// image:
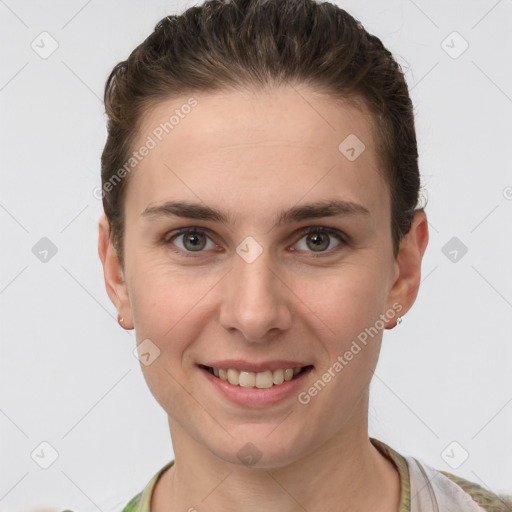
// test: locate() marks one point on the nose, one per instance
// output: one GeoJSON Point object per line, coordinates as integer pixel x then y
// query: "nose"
{"type": "Point", "coordinates": [256, 300]}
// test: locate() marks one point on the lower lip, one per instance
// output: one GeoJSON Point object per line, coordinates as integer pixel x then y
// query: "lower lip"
{"type": "Point", "coordinates": [256, 397]}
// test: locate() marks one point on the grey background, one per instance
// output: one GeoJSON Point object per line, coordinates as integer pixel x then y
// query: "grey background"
{"type": "Point", "coordinates": [68, 375]}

★ ★ ★ ★ ★ ★ ★

Copy every line above word for word, but leave the pictures out.

THE OUTPUT:
// image:
// test: locate() marks one point on the nose, one per instance
// output: one GeoJSON Point object per line, coordinates as integer pixel x then y
// query: "nose"
{"type": "Point", "coordinates": [256, 300]}
// test: locate() marks one point on the lower lip, one per instance
// output: one GeoJSON Point object per line, coordinates as integer pixel x then y
// query: "lower lip"
{"type": "Point", "coordinates": [256, 397]}
// test: locate() marks one point on the grey background, one per instance
// output: one GeoJSON Point object per line, coordinates as integer pixel x then y
// query: "grey background"
{"type": "Point", "coordinates": [68, 375]}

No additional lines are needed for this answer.